## START Records for this task

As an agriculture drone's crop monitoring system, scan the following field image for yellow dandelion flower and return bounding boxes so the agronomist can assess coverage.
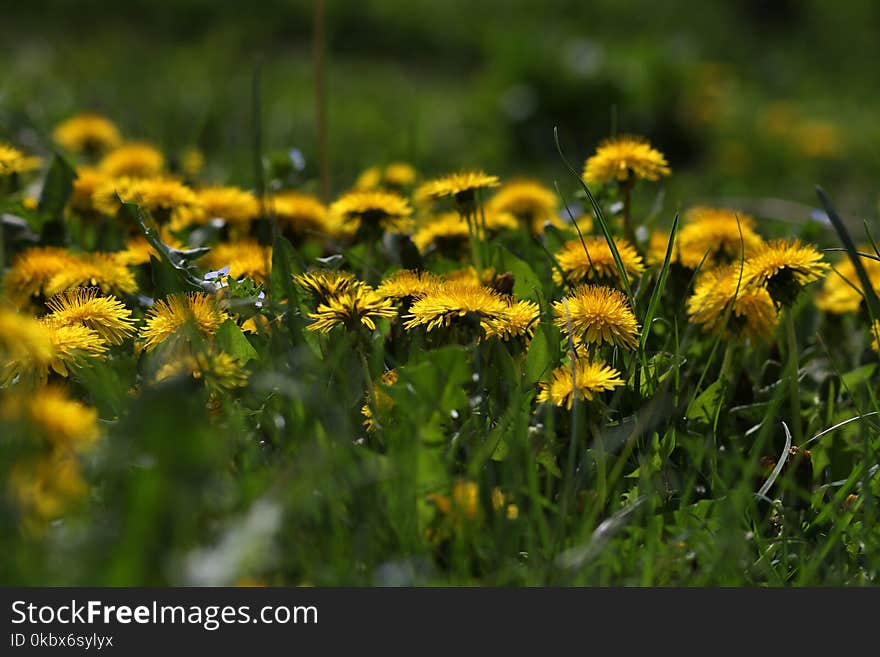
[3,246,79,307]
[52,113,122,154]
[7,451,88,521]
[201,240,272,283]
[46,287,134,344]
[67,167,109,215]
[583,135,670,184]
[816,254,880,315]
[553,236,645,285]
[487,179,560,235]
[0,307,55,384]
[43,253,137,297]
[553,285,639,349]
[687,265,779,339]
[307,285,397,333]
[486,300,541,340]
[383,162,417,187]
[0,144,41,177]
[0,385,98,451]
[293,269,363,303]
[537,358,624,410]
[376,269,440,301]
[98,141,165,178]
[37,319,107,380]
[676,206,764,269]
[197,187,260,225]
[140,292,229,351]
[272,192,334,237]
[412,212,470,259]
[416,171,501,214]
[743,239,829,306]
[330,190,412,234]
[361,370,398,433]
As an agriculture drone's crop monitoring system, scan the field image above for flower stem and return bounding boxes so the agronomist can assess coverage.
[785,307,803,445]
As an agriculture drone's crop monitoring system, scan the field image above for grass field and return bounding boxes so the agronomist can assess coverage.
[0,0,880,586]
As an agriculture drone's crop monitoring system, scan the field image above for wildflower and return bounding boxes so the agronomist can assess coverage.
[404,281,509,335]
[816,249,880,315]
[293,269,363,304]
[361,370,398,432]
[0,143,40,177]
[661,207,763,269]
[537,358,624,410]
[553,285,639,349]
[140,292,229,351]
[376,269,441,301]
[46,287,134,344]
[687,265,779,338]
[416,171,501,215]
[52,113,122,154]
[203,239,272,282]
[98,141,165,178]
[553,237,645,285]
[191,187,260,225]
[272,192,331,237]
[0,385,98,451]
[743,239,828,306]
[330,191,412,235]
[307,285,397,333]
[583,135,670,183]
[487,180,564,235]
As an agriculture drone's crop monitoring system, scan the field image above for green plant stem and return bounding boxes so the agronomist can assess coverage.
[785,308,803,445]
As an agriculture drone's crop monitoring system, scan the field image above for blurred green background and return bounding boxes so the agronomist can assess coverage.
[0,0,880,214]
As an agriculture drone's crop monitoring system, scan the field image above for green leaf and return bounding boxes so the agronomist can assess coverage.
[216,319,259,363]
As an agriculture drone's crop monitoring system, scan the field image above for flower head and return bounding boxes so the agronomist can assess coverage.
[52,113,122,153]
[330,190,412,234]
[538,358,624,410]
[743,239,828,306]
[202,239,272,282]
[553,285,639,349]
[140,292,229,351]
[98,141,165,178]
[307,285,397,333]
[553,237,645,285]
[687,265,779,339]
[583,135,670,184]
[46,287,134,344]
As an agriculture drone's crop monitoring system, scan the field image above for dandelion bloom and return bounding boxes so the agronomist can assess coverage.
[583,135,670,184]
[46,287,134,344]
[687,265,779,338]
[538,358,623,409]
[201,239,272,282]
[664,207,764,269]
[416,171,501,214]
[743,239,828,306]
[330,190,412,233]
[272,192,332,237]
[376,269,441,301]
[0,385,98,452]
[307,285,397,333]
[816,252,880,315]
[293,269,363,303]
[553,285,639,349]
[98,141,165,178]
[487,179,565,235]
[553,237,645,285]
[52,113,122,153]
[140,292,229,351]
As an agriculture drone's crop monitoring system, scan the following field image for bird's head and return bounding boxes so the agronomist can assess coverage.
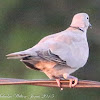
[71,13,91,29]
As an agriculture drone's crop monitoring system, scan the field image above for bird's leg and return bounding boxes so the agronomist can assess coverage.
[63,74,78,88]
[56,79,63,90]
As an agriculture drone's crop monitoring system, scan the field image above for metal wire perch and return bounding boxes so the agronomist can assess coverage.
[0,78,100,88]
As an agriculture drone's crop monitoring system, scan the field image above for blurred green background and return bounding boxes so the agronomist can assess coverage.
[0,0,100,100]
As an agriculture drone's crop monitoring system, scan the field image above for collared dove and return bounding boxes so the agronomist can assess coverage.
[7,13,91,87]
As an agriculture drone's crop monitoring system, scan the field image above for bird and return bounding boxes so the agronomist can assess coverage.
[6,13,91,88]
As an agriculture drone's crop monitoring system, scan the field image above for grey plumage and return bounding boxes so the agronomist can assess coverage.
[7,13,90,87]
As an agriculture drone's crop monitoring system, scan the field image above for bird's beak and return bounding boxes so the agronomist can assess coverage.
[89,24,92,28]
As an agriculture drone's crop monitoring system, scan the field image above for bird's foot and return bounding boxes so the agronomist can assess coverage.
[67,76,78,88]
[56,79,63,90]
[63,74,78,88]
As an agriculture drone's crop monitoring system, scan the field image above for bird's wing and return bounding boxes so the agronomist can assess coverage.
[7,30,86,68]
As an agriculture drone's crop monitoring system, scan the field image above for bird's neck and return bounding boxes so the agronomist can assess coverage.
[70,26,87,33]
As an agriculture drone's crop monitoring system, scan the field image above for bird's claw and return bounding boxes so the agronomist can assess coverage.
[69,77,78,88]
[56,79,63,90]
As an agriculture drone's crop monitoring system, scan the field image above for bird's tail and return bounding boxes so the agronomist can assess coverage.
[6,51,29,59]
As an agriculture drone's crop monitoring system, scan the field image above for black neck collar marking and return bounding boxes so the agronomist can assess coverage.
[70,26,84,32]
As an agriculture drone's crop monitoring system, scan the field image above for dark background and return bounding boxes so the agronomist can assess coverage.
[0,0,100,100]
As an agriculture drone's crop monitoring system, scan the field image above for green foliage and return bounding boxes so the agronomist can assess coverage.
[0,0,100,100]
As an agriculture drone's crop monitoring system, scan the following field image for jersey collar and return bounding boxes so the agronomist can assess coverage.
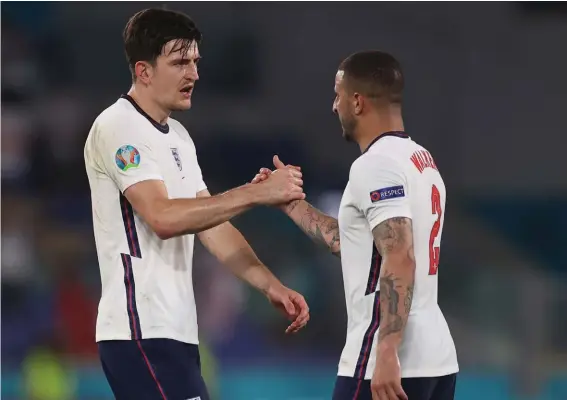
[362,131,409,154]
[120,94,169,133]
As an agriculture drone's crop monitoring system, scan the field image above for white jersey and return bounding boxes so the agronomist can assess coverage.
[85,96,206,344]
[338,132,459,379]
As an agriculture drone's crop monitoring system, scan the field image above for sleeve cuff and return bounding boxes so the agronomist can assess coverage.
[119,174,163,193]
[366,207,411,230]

## END Records for this task

Directions for this task:
Rescale the listing from the line containing "for bird's claw" through the end of the listing, inclusive, rewriting every line with its request and replacing each bounding-box coordinate with that coordinate multiplied by 2.6 and rounded to a whole number, halves rounded up. Leave the pictures out.

Correct output:
As an agriculture drone's crop monitoring system, scan the field image above for bird's claw and return bounding boxes so the agronomist can assess coverage.
[179,200,203,229]
[146,205,164,234]
As an agriculture drone's crop monitoring system, scan the field image above for bird's tail and return bounding boxes so the agronomist can assess coverage.
[16,133,75,153]
As an agriculture drone's crop monitoring system, scan the field image above for black neck collar marking and return bounding boxes so the agronomist can assess coverage.
[182,68,218,83]
As an agriculture drone's crop monitoring system, scan the field image above for dark background and return bounding boxes so the agronomist can assess coverage.
[0,0,260,260]
As an agriculture drone's crop monitoring system, scan the field image above for green foliage and return bounding boxes so the agronomist can assess coverage.
[0,0,260,260]
As an agriculture drone's crop monitoring system, scan the following field image for jersey collar and return bounding boxes so the agronomist can assess coverage.
[941,341,1063,400]
[312,244,439,346]
As an agriculture drone's crop monitoring system, scan the field image above for white jersey and return bounding boxes so the agronomist can assess coverage.
[221,250,536,894]
[879,343,1193,985]
As an agriculture drone's crop monitoring system, scan the field image above for sleeve cuff and return bounding boxes so the agronomist can assess coverage.
[309,452,424,502]
[952,538,1069,598]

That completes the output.